**Problem statement:**
From the listing below, copy each line where "dirt" occurs.

**Records to process:**
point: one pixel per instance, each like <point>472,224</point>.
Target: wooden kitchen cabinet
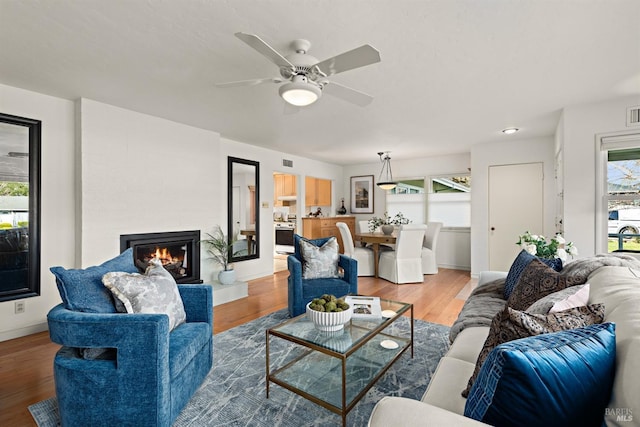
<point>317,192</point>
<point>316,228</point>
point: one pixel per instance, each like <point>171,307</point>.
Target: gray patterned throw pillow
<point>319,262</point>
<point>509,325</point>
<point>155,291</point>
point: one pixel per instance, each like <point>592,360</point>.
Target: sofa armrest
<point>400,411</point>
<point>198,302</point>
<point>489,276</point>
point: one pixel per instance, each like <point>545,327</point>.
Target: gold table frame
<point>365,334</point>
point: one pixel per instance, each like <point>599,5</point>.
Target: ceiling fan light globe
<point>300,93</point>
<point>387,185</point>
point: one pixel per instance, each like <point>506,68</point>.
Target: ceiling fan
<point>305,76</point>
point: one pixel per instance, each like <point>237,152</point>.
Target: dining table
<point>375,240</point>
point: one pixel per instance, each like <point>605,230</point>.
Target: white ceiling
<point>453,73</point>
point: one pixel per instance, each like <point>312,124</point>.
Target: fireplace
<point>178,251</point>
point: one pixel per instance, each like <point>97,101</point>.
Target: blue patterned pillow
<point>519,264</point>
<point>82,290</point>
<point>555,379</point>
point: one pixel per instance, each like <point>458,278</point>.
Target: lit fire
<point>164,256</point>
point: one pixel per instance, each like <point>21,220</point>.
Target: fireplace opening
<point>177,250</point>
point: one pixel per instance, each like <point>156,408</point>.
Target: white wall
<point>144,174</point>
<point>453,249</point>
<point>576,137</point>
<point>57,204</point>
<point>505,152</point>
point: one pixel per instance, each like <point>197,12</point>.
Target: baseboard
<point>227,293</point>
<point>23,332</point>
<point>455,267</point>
* * *
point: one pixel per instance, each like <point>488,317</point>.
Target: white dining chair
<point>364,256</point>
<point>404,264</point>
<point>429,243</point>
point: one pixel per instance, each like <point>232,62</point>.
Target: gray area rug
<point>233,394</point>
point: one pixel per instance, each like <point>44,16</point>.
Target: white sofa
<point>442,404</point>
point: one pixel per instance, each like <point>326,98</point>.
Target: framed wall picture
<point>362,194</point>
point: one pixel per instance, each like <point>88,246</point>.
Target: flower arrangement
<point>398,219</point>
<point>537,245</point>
--
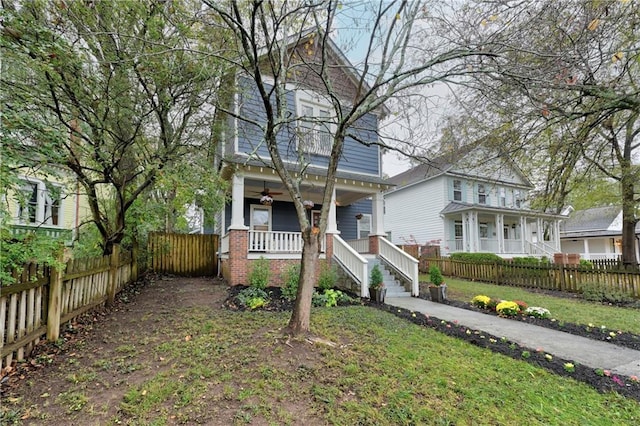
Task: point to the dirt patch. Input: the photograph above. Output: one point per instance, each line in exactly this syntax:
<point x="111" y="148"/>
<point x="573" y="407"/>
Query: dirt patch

**The completed task:**
Task: point to the dirt patch. Input: the photograph above. Output: one point per instance, each line in exactly this syntax:
Query: dirt patch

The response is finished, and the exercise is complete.